# What is expected
For each line in the records that contains "slope", make a copy.

# Recorded information
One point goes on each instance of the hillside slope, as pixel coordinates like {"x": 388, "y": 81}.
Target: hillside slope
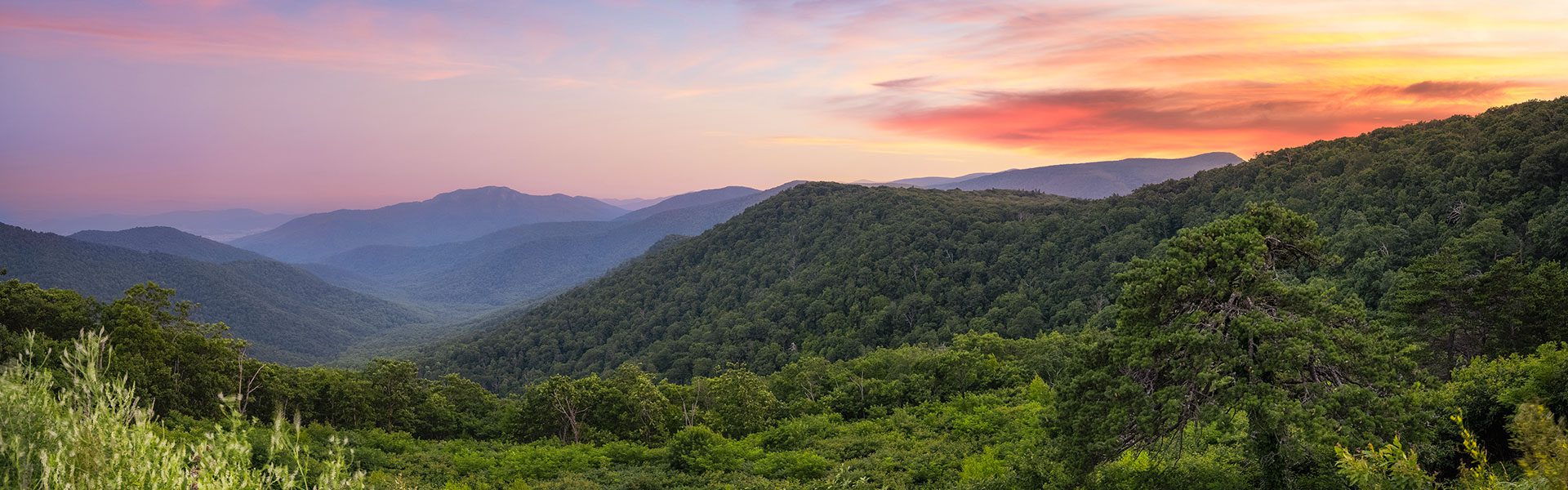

...

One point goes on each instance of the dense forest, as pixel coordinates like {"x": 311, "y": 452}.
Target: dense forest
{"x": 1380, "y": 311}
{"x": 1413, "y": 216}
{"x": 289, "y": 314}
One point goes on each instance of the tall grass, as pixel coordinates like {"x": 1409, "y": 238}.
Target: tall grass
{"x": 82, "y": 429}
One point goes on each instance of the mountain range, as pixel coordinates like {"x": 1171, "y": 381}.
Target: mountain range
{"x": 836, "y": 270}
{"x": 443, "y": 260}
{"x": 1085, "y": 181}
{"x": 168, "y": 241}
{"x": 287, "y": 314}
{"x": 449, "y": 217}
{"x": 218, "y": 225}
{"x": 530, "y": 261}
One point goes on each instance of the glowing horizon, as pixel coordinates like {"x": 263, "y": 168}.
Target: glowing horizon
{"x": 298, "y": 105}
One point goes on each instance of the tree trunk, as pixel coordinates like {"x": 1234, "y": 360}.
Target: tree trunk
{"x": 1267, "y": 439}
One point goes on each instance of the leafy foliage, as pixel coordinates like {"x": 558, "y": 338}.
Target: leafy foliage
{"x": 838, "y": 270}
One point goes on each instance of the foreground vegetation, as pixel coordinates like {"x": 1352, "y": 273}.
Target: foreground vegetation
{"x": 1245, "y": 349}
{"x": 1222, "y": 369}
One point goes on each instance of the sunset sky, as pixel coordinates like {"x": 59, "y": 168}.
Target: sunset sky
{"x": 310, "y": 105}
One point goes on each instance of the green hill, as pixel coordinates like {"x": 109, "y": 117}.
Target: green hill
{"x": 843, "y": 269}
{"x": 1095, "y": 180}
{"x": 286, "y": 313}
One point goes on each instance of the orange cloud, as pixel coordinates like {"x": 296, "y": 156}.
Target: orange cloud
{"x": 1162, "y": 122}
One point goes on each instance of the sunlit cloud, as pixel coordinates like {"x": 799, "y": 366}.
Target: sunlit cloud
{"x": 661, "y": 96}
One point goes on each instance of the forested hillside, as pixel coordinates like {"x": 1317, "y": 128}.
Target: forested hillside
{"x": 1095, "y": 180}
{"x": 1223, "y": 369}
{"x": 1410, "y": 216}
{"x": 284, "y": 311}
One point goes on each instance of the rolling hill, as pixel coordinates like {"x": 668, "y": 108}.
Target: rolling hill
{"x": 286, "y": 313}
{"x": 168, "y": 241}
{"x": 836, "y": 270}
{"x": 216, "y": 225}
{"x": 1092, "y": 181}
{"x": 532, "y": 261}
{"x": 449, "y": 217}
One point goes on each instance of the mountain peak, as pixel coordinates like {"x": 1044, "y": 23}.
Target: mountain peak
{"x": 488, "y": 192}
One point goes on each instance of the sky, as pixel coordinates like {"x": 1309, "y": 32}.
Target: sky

# Answer to the exercise
One point goes on each instance of the hillside slope, as pixel coordinates like {"x": 388, "y": 81}.
Target: hillside slope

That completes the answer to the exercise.